── Reading passage
Of course, if you die, well then the world ends through completely your own fault. . . nah just kidding. You just reset from the last save point.
All in all, Paper Mario: The Thousand Year Door is so much fun, and easily one of the best games on the Gamecube if not one of the best Mario franchise games (and that’s saying a lot!).
#10 Pikmin 2
The adorable and sometimes incredibly annoying Pikmin of the original game was a lot of fun, and the RTS gameplay really propelled the game into critical acclaim. Following on the heels of that success, Pikmin 2 did a great job of expanding on the great mechanics and style of the original.
You might also be happy to know that both Pikmin and Pikmin 2 were both later re-released for the Wii U (as was Pikmin 3), so if you still have one of those laying around, you could always play the remakes rather than the original.
Now, the first thing I probably want to point out, at least if you’ve played the first game, is that Pikmin 2 finally removed the 30-day limit for completing the game, so you aren’t constantly stressed about it. Instead, this time-limit has somewhat been transferred to each individual day itself and usually lasts between 13-20 minutes. This gives you a much more leisurely and enjoyable pace to the game, whether that’s for better or worse is up to you.
Regardless, the original three Pikmin colors, red, blue, and yellow, are joined in with two new colors, white and purple. If you haven’t played a Pikmin game before, the red Pikmin is the first Pikmin you usually encounter and are resistant to fire and are more powerful than blue and yellow. Yellow Pikmin can carry explosives and be thrown higher, while blue Pikmin can survive in water, and are sort of bleh.
In addition to those three, the purple Pikmin is super strong, stronger than red by up to 10 times, while white Pikmin is faster, resistant to poison, and also causes poison if eaten.
Given that it’s mostly an RTS game, you have to use all those different colors of Pikmin, with their advantages and disadvantages, to maximize your efficiency when you’re on the planet for the allotted time that you have. Much like the previous game, you are required to collect a bunch of stuff, which in this game is treasures (a total of 201).
In your way stand a variety of different obstacles, such as gaps that need to be bridges, walls that need to be torn down, and living bugs that are more than happy to chomp on your Pikmin, which sucks because they don’t respawn or come back; you lose them forever.
While I won’t go too much into the story, the need for returning to this ‘unnamed planet’ after escaping it in the first place, is because the company you work for has gone into deep, deep, deep, financial troubles, and you need to pull them out of it.
────
── Given information
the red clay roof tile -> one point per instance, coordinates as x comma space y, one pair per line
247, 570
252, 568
────
Problem set ▸
a. Answer these questions using the game review:
(i) How long does each individual day usually last in Pikmin 2?
(ii) How many treasures does the player collect in Pikmin 2?
(iii) How much stronger than the red Pikmin can the purple Pikmin be?
b. According to the game review, why does the player return to the unnamed planet in Pikmin 2 after escaping it? Answer in one to three sentences.
c. Quote the game review between "In addition to" and "poison if eaten.", inclusive.
The data here have no connection to the game review.

Solution set ▸
a.
(i) Usually between 13 and 20 minutes.
(ii) A total of 201.
(iii) Up to 10 times stronger.

b. The player's company has gone into deep financial trouble. The player returns to pull the company out of it.

c.
In addition to those three, the purple Pikmin is super strong, stronger than red by up to 10 times, while white Pikmin is faster, resistant to poison, and also causes poison if eaten.